Work to be completed:
Please render the stretch of material from its start through the line containing "114L245 112L249 112L249" as a JSON list of strings, one string per line, with blank lines and pictures left out.

Excerpted records:
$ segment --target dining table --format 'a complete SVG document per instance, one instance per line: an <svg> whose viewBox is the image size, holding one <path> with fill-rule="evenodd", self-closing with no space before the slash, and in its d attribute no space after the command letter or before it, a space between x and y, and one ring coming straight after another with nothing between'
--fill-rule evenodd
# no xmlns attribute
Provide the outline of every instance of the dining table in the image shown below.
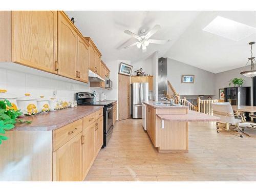
<svg viewBox="0 0 256 192"><path fill-rule="evenodd" d="M244 114L245 112L249 112L249 115L253 115L254 113L256 113L256 106L248 106L248 105L231 105L231 106L233 111L234 111L237 112L243 113ZM250 121L246 121L246 119L244 118L244 121L242 122L245 122L250 123L250 125L251 126L251 127L246 126L247 127L253 130L256 129L256 123L253 122L253 118L251 117ZM253 125L253 124L254 125ZM247 134L246 134L246 135Z"/></svg>

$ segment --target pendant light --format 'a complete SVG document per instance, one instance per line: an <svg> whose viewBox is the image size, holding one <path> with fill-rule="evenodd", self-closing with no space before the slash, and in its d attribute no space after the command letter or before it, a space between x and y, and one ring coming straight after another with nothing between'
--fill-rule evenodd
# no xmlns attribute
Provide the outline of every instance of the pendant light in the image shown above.
<svg viewBox="0 0 256 192"><path fill-rule="evenodd" d="M250 71L243 71L240 73L241 75L243 75L247 77L253 77L256 76L256 70L254 70L254 62L255 57L252 57L252 45L254 44L255 42L250 42L249 45L251 46L251 57L248 58L248 61L245 66L246 66L250 61L251 62L251 70Z"/></svg>

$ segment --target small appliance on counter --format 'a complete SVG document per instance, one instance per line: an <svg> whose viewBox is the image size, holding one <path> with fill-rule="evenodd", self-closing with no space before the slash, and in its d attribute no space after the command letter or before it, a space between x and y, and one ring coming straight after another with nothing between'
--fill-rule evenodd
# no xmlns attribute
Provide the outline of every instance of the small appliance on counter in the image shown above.
<svg viewBox="0 0 256 192"><path fill-rule="evenodd" d="M100 101L103 101L105 100L105 94L102 92L102 93L101 93L100 95Z"/></svg>
<svg viewBox="0 0 256 192"><path fill-rule="evenodd" d="M94 95L91 93L76 93L76 100L78 105L103 105L103 146L106 146L112 135L114 129L114 104L112 102L94 101Z"/></svg>
<svg viewBox="0 0 256 192"><path fill-rule="evenodd" d="M26 93L25 97L17 99L17 103L23 113L21 117L36 115L38 113L36 99L32 97L29 93Z"/></svg>
<svg viewBox="0 0 256 192"><path fill-rule="evenodd" d="M50 110L49 100L46 99L45 96L41 95L37 99L37 107L39 113L47 113Z"/></svg>
<svg viewBox="0 0 256 192"><path fill-rule="evenodd" d="M113 88L113 82L109 79L105 80L105 88L111 89Z"/></svg>
<svg viewBox="0 0 256 192"><path fill-rule="evenodd" d="M0 100L7 99L9 100L12 106L9 107L9 109L11 109L14 110L18 110L18 104L17 104L17 97L14 95L10 95L6 93L7 91L6 90L0 90Z"/></svg>

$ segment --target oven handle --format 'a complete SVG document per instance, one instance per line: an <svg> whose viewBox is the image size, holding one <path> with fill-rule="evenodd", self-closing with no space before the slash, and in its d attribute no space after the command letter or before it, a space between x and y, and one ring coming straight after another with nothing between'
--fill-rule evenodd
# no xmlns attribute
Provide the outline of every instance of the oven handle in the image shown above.
<svg viewBox="0 0 256 192"><path fill-rule="evenodd" d="M111 110L112 110L113 108L114 108L114 106L112 106L112 107L111 107L111 108L108 108L108 109L106 109L106 111L109 111Z"/></svg>

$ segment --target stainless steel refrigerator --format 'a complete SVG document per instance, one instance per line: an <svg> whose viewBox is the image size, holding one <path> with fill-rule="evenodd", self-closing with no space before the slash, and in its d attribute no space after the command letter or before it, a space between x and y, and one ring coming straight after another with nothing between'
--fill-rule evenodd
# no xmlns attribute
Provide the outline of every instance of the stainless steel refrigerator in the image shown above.
<svg viewBox="0 0 256 192"><path fill-rule="evenodd" d="M148 83L134 82L131 84L133 119L142 118L142 102L148 101Z"/></svg>

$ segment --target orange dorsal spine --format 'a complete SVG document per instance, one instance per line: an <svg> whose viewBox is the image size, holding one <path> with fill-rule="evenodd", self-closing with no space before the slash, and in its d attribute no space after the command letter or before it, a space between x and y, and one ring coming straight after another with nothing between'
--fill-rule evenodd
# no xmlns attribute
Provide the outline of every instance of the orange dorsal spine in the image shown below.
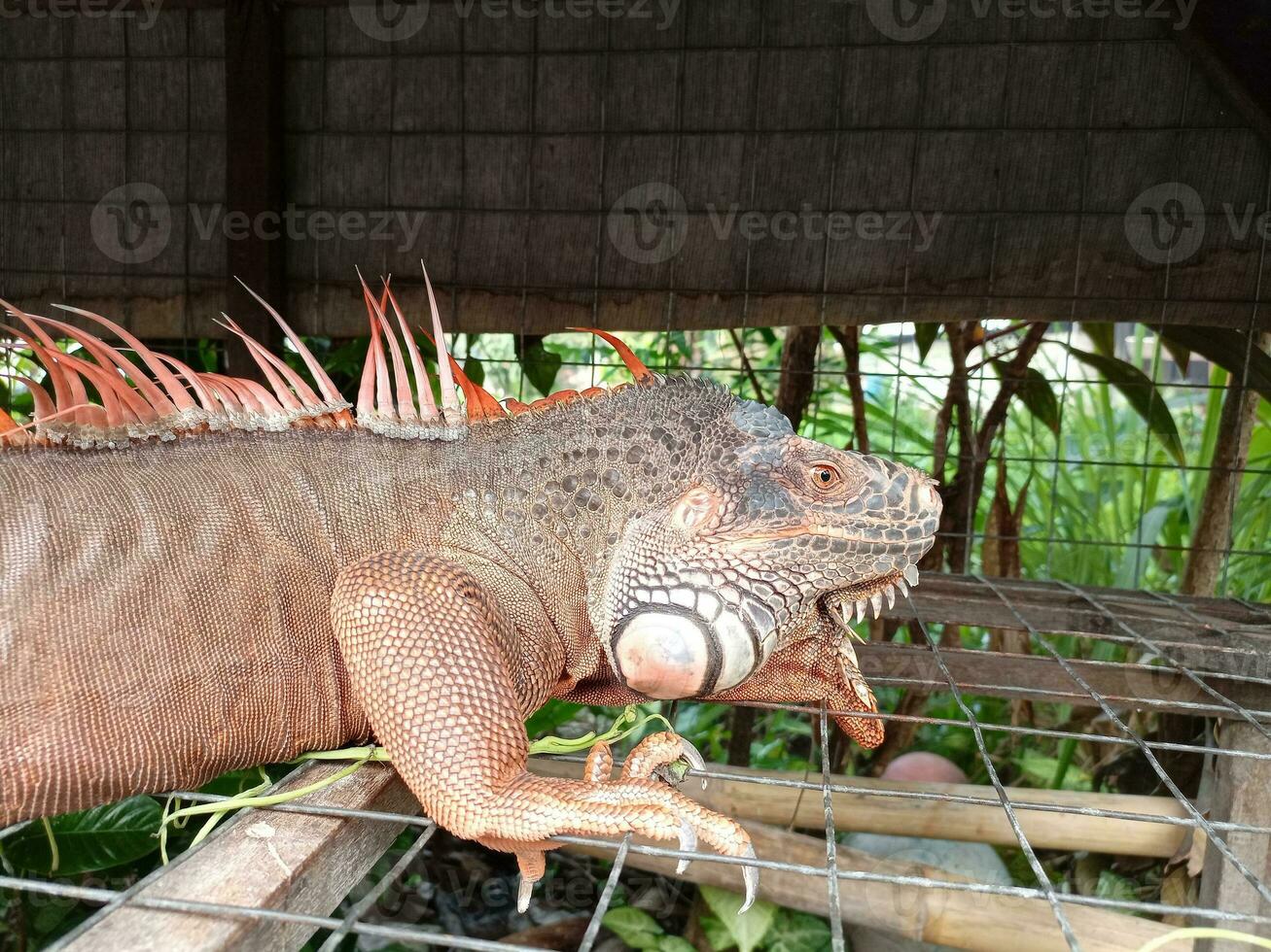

Output for this exercise:
[
  "$ segment --target dining table --format 'a complete SVG document per instance, one instance per line: an <svg> whose viewBox is the image size, holding one <path> with fill-rule=\"evenodd\", self-closing with no space before the slash, and in its d attribute no space after the command letter or before it, a space between x and y, and one ring coming straight after another with nothing between'",
  "--fill-rule evenodd",
  "# no xmlns attribute",
  "Provide the outline of every instance of the dining table in the image shown below.",
  "<svg viewBox=\"0 0 256 192\"><path fill-rule=\"evenodd\" d=\"M244 114L245 112L249 112L249 115L253 115L254 113L256 113L256 106L248 106L248 105L231 105L231 106L233 111L234 111L237 112L243 113ZM250 121L246 121L246 119L244 118L244 121L242 122L245 122L250 123L250 125L251 126L251 127L246 126L247 127L253 130L256 129L256 123L253 122L253 118L251 117ZM253 125L253 124L254 125ZM247 134L246 134L246 135Z\"/></svg>"
]